### Extrait fourni
-*-*-

Dans un contexte de surcapacité de production, le nucléaire actuel caréné pourrait en effet sortir de sa zone de rentabilité, car le coût de production est très dépendant du facteur de charge des centrales, qui devrait être réduit pour s'adapter à cette surcapacité. Le gouvernement peut parfaitement y remédier en rémunérant des capacités ou en instaurant des tarifs d'achat pour le nucléaire caréné. « Il n'est pas dépourvu de moyens d'action, même s'ils devraient être validés au regard des règles de la concurrence, mais de légitimité à agir », estime Yves Marignac.

Selon lui, le gouvernement peut précisément faire de cette annonce une opportunité politique pour reprendre la main. Notamment en prenant des décisions concernant le nucléaire dans le cadre des travaux préparatoires à la PPE 2018-2023 sans attendre l'avis de l'ASN.

Une PPE 100% politique

« Que l'ASN prenne le temps d'examiner chaque cas, c'est un point positif, reconnaît pour sa part Nicolas Goldberg, manager au sein du cabinet Colombus Consulting. Mais que cet avis soit reporté à 2021, cela crée un décalage entre le discours politique et la réalité industrielle. On ne peut pas attendre 2021 pour entamer la fermeture de suffisamment de réacteurs pour atteindre 50% du mix électrique en 2025. »

Le gouvernement ne dispose pas de l'autorité lui permettant de fermer des réacteurs, à moins qu'un risque avéré lui soit remonté, ce qui n'est pour le moment pas le cas. «

Son seul outil pour orienter le mix énergétique, c'est la PPE, reconnaît Nicolas Goldberg. L'ASN renvoie le gouvernement à une décision politique. »

« Concernant la décision de prolongation en fonction de la sûreté, la décision de l'ASN est première. Mais s'il s'agit d'un arrêt politique, c'est la décision du gouvernement qui est première », complète Yves Marignac.

-*-*-

### Entrées
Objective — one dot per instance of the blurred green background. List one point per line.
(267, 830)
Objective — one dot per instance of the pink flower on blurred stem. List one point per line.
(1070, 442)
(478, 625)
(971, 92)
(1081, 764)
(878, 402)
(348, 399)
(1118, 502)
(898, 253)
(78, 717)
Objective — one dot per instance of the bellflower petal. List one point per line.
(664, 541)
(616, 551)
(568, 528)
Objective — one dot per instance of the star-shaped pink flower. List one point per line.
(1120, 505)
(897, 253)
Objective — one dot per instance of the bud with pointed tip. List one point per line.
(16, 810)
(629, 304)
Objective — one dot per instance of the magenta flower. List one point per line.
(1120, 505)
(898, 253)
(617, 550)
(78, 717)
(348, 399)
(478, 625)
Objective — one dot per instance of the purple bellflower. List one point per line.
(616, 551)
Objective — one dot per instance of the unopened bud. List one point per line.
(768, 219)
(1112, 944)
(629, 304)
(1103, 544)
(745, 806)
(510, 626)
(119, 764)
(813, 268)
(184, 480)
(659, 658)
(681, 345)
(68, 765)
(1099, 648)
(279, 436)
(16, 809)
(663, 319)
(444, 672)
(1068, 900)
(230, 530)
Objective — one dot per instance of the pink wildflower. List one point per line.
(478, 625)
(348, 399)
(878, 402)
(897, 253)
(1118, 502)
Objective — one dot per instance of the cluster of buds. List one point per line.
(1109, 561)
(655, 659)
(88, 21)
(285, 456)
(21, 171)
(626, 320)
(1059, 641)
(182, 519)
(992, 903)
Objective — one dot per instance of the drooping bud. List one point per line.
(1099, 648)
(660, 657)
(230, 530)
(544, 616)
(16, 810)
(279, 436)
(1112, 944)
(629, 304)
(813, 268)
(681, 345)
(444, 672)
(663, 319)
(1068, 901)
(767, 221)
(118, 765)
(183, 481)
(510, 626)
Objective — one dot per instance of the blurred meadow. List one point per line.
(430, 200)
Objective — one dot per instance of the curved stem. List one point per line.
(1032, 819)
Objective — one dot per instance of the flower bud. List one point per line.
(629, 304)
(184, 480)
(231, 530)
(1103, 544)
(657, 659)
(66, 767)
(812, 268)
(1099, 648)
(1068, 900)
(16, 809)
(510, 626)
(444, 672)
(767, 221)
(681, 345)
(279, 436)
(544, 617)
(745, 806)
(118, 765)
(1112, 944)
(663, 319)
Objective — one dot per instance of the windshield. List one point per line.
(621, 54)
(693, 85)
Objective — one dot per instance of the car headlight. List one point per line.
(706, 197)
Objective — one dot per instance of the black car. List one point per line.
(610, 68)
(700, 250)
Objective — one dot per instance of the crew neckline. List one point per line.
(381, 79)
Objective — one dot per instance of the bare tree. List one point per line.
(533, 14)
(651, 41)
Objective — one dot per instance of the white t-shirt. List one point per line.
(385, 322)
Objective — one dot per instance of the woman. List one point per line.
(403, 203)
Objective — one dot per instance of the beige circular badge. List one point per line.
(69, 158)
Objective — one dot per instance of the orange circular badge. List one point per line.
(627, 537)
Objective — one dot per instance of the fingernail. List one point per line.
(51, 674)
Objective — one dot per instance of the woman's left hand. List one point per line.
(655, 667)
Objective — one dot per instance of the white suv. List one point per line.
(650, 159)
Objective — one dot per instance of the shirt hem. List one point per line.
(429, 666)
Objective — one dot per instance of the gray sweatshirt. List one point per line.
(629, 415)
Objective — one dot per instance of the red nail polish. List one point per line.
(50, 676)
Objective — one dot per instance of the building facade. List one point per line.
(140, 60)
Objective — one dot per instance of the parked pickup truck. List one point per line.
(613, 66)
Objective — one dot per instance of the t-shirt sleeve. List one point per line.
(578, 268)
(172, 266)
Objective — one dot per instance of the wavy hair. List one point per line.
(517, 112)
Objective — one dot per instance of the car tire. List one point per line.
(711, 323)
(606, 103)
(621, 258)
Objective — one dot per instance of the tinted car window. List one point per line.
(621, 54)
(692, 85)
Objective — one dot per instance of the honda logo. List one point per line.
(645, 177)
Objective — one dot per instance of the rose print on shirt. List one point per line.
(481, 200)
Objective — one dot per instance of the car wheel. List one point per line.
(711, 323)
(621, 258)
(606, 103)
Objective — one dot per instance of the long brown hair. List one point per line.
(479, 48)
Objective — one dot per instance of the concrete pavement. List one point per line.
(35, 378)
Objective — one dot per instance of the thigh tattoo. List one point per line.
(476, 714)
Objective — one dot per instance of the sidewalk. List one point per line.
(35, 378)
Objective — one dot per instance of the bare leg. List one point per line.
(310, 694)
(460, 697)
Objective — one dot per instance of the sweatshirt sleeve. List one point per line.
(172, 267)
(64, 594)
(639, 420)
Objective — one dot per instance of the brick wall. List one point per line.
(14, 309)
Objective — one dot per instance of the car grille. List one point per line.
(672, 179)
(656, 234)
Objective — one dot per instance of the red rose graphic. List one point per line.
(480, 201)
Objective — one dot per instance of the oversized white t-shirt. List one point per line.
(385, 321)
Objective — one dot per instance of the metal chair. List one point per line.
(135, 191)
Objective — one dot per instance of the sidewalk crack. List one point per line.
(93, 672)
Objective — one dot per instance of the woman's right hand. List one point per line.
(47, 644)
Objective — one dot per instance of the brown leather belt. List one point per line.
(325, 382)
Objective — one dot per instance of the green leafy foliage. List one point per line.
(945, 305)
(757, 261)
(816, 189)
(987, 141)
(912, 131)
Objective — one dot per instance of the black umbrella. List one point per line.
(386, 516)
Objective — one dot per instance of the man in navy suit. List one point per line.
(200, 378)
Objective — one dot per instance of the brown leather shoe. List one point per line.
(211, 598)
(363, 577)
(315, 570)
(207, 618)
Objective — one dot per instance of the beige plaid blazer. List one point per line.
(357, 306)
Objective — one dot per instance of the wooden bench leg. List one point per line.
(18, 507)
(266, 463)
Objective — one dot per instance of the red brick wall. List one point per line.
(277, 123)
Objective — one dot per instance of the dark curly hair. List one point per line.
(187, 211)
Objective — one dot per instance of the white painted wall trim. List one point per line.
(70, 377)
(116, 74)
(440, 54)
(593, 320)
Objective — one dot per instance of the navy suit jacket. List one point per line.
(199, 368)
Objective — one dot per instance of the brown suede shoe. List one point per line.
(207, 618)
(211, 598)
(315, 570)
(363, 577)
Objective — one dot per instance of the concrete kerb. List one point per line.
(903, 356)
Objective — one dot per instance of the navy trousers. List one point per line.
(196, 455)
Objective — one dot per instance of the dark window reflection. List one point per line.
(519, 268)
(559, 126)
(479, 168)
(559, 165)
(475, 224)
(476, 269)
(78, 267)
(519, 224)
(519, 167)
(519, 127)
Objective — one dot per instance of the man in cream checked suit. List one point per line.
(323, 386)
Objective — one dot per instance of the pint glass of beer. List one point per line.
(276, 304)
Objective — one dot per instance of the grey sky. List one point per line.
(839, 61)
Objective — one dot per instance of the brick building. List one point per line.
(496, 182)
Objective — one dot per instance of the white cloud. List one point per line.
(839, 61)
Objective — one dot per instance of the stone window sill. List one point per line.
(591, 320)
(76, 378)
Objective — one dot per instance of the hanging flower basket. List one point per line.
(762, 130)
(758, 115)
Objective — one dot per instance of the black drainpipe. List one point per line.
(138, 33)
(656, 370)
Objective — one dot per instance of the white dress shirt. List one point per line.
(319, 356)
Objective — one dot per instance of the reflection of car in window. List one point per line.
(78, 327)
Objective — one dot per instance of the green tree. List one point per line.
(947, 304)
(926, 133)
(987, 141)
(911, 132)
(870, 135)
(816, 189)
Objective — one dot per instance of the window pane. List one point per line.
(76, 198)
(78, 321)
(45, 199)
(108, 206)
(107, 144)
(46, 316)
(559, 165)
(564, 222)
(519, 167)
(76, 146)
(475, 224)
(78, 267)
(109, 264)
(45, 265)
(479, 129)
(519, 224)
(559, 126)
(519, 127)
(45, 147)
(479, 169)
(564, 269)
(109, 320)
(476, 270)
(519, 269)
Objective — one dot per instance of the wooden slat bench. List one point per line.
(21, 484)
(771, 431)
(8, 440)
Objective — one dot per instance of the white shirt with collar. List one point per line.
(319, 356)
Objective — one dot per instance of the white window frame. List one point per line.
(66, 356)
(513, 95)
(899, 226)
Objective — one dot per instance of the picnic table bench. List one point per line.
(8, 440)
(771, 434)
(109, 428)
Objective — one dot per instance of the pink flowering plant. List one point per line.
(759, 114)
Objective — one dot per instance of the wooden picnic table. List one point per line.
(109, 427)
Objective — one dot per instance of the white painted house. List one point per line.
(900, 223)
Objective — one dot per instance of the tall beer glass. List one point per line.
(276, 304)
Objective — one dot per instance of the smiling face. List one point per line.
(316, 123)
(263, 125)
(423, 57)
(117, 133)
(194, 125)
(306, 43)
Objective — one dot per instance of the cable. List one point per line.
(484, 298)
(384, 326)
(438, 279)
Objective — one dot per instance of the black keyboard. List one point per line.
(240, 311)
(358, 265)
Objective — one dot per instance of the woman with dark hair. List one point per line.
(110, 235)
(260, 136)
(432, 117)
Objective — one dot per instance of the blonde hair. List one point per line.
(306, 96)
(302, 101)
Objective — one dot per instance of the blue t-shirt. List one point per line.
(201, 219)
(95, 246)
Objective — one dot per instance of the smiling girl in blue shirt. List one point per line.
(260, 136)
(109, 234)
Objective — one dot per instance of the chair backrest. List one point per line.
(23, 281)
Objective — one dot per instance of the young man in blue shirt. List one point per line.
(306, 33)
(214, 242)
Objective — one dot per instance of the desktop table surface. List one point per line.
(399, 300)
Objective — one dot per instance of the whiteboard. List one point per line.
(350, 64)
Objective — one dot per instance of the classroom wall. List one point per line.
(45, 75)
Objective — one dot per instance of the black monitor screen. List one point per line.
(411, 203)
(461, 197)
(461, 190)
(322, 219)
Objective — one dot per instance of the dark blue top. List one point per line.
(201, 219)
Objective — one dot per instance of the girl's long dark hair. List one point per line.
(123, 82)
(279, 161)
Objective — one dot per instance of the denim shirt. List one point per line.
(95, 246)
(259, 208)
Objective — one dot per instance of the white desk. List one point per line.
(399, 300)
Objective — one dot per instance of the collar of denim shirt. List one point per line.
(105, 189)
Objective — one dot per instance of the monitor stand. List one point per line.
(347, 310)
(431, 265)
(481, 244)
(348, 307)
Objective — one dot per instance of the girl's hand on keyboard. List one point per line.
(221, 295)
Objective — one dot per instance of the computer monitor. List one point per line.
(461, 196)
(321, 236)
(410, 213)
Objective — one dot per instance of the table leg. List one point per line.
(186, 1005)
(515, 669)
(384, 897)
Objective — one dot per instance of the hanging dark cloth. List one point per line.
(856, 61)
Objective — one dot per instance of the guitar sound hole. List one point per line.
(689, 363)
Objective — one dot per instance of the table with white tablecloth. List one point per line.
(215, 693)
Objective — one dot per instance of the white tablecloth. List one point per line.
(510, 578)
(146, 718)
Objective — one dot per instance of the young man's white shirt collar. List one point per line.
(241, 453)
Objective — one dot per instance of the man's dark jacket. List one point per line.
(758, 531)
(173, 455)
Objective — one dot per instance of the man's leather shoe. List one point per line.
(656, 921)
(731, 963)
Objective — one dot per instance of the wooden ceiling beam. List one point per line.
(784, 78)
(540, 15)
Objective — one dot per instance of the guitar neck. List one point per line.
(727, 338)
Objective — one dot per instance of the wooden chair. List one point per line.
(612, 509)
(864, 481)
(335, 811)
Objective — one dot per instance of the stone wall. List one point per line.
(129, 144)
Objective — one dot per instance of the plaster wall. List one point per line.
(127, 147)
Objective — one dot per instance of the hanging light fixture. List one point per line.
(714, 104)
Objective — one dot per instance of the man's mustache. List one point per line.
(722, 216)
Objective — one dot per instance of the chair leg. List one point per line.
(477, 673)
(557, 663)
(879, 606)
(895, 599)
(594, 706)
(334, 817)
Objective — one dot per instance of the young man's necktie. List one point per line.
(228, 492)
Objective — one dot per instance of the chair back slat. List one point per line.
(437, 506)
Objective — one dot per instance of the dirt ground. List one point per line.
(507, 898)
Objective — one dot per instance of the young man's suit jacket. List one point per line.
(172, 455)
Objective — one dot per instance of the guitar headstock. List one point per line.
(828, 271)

-*-*-

### Liste des tâches
• A. Dans l'extrait sur le nucléaire, au sein de quel cabinet Nicolas Goldberg est-il manager ?
• B. Rédigez la suite de l'extrait sur le nucléaire, en reprenant après sa dernière phrase.
Les entrées n'ont aucun lien avec l'extrait sur le nucléaire.

### Résultats par tâche
• A. Colombus Consulting.

• B.
Des enjeux sociaux à anticiper

Le gouvernement pourrait d'ailleurs saisir l'IRSN et l'ASN sur la question des réacteurs à fermer en priorité, indépendamment des examens de sûreté. « Mais elles ne veulent pas porter la responsabilité de désigner quelles centrales fermées, avec les enjeux sociaux que cela implique dans des bassins d'emploi le plus souvent très dépendants de cette activité, souligne-t-il. Pourtant, c'est gérable. Les Allemands ont déjà fermé plusieurs sites sans que cela pose de problème particulier sur ce plan. »

Bien sûr, « Il faut créer les conditions pour qu'EDF développe un plan stratégique conforme à cette décision, assorti de mesures telles que, par exemple des garanties sur des prix d'achat, qui permette de ne pas léser les actionnaires minoritaires et de ne pas mettre l'entreprise encore plus dans le rouge. »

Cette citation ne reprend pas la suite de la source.